— BEGIN —

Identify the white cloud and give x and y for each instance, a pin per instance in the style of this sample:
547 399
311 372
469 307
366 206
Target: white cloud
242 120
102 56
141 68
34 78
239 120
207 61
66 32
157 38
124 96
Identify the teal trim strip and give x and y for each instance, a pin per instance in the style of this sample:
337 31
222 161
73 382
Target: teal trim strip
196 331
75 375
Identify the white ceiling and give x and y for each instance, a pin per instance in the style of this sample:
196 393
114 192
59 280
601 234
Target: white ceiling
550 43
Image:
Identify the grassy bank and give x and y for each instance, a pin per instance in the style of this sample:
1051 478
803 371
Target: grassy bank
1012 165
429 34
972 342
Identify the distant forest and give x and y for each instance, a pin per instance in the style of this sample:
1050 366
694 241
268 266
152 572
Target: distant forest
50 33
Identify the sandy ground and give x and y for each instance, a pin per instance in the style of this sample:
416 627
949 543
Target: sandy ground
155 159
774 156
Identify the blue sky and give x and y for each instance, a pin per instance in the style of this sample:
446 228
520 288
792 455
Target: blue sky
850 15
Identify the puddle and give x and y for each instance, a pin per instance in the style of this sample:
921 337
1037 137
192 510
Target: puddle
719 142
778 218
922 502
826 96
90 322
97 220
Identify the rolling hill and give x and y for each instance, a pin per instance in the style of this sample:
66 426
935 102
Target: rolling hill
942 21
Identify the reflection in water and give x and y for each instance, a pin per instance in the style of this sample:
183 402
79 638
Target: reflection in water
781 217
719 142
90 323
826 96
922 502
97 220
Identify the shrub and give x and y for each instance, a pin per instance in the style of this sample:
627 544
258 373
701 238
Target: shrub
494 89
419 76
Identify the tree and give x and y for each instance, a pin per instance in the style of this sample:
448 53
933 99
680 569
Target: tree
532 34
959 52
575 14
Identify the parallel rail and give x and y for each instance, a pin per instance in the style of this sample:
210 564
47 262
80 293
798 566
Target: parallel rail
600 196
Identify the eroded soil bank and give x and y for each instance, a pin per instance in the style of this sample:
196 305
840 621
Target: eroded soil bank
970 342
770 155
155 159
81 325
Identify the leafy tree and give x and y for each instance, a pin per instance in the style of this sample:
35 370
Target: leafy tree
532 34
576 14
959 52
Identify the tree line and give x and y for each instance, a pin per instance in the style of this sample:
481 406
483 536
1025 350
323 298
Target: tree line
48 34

— END —

▸ Exercise instructions
Reproduce every record above, changing each "Target" to "Label" and keeping everything else the same.

▸ Exercise solution
Identify the white cloud and give x and y for each instance, a pin per instance in the style of this sample:
547 399
311 372
469 307
366 206
Label: white cloud
242 120
102 56
141 68
34 78
239 120
207 61
66 32
157 38
124 96
Identify the teal trim strip and give x and y for each instance, a pin per instance in the style of this sample:
337 31
222 161
73 382
Label: teal trim strip
196 331
75 375
Identify the white ceiling and give x and y for each instance, a pin per instance in the style of this sample:
196 393
114 192
59 280
601 234
Label: white ceiling
550 43
Image:
Identify the grassy bank and give x and y for each instance, a pin per instance in the style of this sample:
1051 478
803 371
Label: grassy bank
1012 165
429 34
972 342
Identify the distant forest and give x and y for each instance, a pin per instance in the style of this sample:
1050 366
694 241
268 266
152 572
Label: distant forest
50 33
Identify the sandy ground and give x and y for each instance, a pin per instance in the style of this sample:
416 627
949 543
Label: sandy ground
155 159
774 156
Identify the blue sky and give x and y for each instance, a pin per instance in the style of this sample:
446 228
520 288
792 455
Label: blue sky
850 15
Identify the puddle and give x and y for each instance, a pin per instance in the style of this sample:
921 337
1037 137
192 510
Label: puddle
719 142
778 218
922 502
826 96
90 322
97 220
Identify the rolling hill and give x and y for each instance, a pin per instance in the style of this sample:
66 426
935 102
Label: rolling hill
942 21
Identify the reflection in water and give x and y for each instance, a pin per instance in the style of this sample:
183 402
79 638
Label: reflection in water
781 217
719 142
90 323
826 96
922 502
97 220
Identify the shrub and give x and y for each instance, a pin per instance in the style of this sample:
627 544
258 373
701 238
Label: shrub
494 89
419 76
Identify the tree and give x and y for each instance, a pin per instance in the style of this sample:
448 53
933 99
680 569
Label: tree
532 34
959 52
575 14
Identify the parallel rail and give x and y for each instance, a pin per instance in the style of this sample:
210 564
47 262
80 293
798 566
Label: parallel rail
600 196
Identify the eroded soil bank and give x and y for each instance, a pin per instance in the style of this sample:
196 305
840 621
Label: eroded soil bank
970 342
770 155
155 159
81 325
Identify the leafy tree and give x and y for each instance, a pin per instance in the style of this sample:
35 370
Label: leafy tree
532 34
576 14
959 52
Identify the tree line and give x and y for each instance, a pin per instance in the style of this sample:
481 406
483 536
1025 350
323 298
Label: tree line
48 34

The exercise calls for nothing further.